What this task involves
Write out the data below in full, unchanged, minus the images.

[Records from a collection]
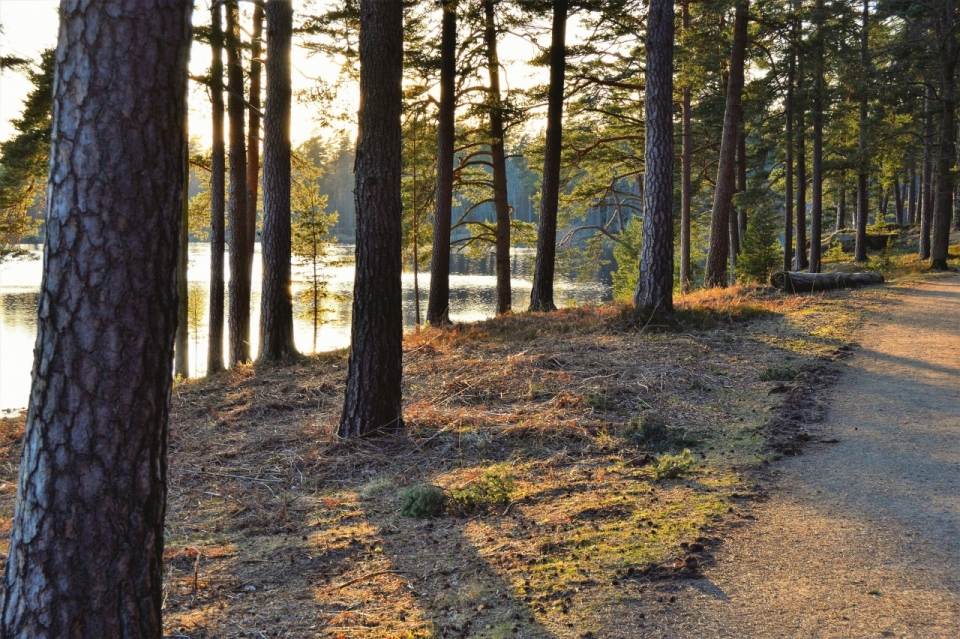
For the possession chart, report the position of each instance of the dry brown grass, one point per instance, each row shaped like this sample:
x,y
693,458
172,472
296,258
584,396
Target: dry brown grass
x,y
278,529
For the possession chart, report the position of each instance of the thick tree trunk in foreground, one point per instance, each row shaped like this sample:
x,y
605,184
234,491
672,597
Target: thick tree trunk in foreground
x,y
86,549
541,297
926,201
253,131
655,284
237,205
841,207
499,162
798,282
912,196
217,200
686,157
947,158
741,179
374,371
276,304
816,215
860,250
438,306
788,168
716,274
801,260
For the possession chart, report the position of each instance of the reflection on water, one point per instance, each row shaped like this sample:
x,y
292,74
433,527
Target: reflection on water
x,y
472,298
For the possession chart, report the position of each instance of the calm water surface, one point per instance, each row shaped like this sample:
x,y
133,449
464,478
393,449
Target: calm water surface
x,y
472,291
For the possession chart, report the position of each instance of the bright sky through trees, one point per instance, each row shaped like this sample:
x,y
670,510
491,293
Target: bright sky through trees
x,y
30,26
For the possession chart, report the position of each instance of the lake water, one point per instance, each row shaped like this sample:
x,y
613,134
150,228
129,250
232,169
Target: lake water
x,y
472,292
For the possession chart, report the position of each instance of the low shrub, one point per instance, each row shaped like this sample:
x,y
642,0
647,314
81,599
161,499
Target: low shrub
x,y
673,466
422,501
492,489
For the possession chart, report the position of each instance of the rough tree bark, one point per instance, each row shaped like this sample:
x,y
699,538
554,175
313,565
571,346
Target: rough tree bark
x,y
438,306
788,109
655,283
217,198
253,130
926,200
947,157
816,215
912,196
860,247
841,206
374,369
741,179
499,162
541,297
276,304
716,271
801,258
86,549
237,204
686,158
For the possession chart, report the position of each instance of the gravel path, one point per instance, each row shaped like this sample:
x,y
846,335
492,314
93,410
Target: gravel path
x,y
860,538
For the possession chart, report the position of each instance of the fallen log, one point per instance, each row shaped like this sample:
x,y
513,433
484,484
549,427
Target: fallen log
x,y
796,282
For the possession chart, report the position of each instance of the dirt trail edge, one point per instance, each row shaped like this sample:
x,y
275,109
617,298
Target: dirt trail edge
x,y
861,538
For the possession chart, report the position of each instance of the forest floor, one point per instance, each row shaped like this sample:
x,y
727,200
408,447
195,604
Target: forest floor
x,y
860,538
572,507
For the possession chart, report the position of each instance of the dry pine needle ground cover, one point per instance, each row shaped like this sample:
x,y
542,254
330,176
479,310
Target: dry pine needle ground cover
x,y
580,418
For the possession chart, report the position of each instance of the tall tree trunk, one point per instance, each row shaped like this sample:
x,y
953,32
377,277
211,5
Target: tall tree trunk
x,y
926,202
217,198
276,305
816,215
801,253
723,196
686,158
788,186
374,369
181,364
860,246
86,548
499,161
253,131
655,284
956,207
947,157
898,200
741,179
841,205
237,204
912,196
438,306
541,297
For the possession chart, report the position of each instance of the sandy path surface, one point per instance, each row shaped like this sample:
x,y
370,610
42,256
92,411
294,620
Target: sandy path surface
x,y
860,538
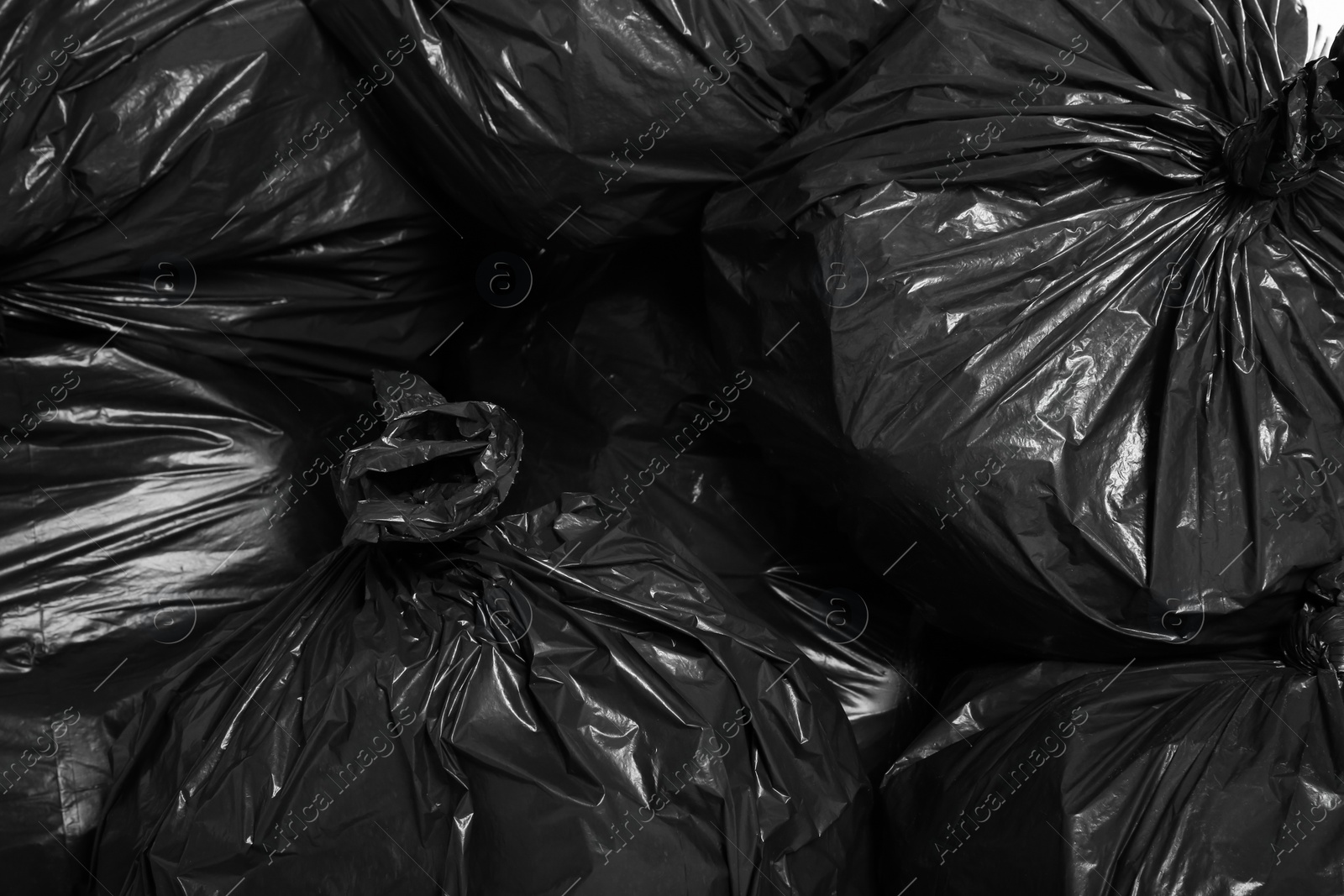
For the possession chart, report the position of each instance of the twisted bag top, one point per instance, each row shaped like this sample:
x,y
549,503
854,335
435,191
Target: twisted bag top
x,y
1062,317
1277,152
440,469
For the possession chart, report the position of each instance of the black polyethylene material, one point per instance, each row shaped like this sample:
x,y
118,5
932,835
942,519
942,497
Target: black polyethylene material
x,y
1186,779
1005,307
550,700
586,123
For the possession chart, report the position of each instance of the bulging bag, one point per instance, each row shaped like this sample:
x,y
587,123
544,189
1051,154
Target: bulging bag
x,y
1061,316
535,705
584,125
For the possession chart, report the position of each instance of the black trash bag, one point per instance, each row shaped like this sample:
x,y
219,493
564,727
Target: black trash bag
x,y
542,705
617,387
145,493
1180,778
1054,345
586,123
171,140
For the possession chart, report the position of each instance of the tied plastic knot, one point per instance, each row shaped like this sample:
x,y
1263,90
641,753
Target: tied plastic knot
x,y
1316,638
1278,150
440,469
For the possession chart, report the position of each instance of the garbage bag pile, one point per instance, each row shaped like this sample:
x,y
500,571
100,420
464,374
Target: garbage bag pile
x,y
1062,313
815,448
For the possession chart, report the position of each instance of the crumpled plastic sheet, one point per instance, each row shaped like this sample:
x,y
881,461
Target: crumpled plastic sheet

Output
For the possession chart, report the position of each instance of the dry brown grass, one point per instance, each row shaped like this sample:
x,y
693,458
172,472
296,258
584,396
Target: dry brown grass
x,y
278,529
For the possession chart, report the position of each instance of the thick tree trunk in foreground, one point per instance, each row shaped like this sample:
x,y
605,184
234,491
672,597
Target: thick tree trunk in foreground
x,y
86,549
541,297
926,201
253,131
655,284
237,205
841,207
499,162
798,282
912,196
217,200
686,157
947,158
741,179
374,371
276,304
816,215
860,250
438,306
788,168
716,274
801,260
For the possession chart, report the position of each instance of the reflection on water, one point per instance, each row shaped like this sample:
x,y
292,74
433,527
Target: reflection on water
x,y
472,298
For the possession chart, report the position of each instance of the calm water surface, one point per instance, each row shaped like this sample:
x,y
133,449
464,478
393,449
Target: calm water surface
x,y
472,291
For the possession chart, report the position of each instance of the bright sky through trees, one point per instance, each row shaped like this sample:
x,y
670,510
491,293
Target: bright sky through trees
x,y
30,26
For the possession chart, report the position of each instance of the lake water, one point per instance, each row shaped like this sample:
x,y
613,134
150,228
129,250
232,169
Target: lake water
x,y
472,292
For the possession chart, report the position of each instance of the low shrub, one point per instance, each row shaped like this sample:
x,y
642,0
647,314
81,599
161,499
Target: low shrub
x,y
673,466
422,501
492,489
For the possession chart, report the position of each instance of the rough tree bark, one point per instance, each row shaped like this sample:
x,y
699,538
554,175
313,565
571,346
Target: rough tree bark
x,y
438,306
788,109
655,283
217,198
253,130
926,200
947,157
816,215
912,196
860,247
841,206
374,369
741,179
499,162
541,297
276,304
716,271
801,258
86,549
237,204
686,158
For the possession chart, report the position of each instance of the gravel path, one point per instance, each row shaped like this sample:
x,y
846,335
492,314
93,410
Target: gravel path
x,y
860,538
For the possession chart, report the position of each instance of the fallen log, one point per instance, each row shaped like this sample:
x,y
513,433
484,484
549,427
Target: fallen log
x,y
796,282
For the possession chart, report the position of each instance of the dirt trail edge, one point per instance, each row shaped like this sample:
x,y
275,109
617,298
Target: dirt trail edge
x,y
861,538
For the possession chart, report the position of each instance of the forest floor, one point per instance, each row shaped like this sample:
x,y
727,200
408,447
195,604
Target: forest floor
x,y
860,538
572,507
For the possession chart, report the position of each instance of the dry pine needle ground cover, one point per instance, each row shaped like this sample:
x,y
542,254
330,176
479,310
Target: dry pine needle ground cover
x,y
580,418
For the possession chart, report the position of each instance of the tall tree trunk, one point per instance, each row shaped like this sample:
x,y
953,32
377,277
211,5
Target: tall tree trunk
x,y
926,202
217,198
276,305
816,215
801,253
723,196
686,158
788,186
374,369
181,364
860,246
86,548
499,161
253,131
655,284
956,207
947,157
898,200
741,179
841,205
237,204
912,196
438,306
541,297
For the possession chart, report the position of each instance of the sandy path surface, one point per instance, each row shaped like this sample:
x,y
370,610
42,256
92,411
294,620
Target: sandy path surface
x,y
860,538
For the possession chart, report the position of each instance of the twisted bag top, one point per instance, each row shaped like this sample:
x,y
549,503
854,335
435,191
Target: twisted bag top
x,y
1062,317
1277,152
440,469
For the possession chart, report the position of each instance of the black polyethylene material, one point per instance, each row shaped like this sample:
x,y
118,5
932,835
942,519
942,497
Target: black polyethylene material
x,y
1186,779
1005,307
550,700
586,123
For the possession chart, report the position of each instance of the bulging bag, one point per instance, each row shaped like this sample:
x,y
587,123
544,189
1051,154
Target: bulging bag
x,y
1061,316
535,705
584,125
For the possession chart, report the position of each instance of the black trash bag, one point per instance, each row shaped like this sample:
x,y
219,493
564,727
Target: black trash bag
x,y
542,705
617,387
145,493
1180,778
1054,345
586,123
171,140
For the possession chart, report the position of each instance of the tied plastic knot, one point per instance, each row shaped like this sample:
x,y
1263,90
641,753
Target: tied plastic knot
x,y
1316,638
1278,150
440,469
For the possession chart, report the position of each instance of the garbage bag pile, one point per instance, each row shaped like this sample:
x,y
500,571
100,420
464,374
Target: garbage bag pile
x,y
1062,313
815,448
For the possession chart, report the position of each instance of the crumpled plastic sheet, one point per instance, each row shaped like this sample:
x,y
881,461
Target: crumpled plastic sheet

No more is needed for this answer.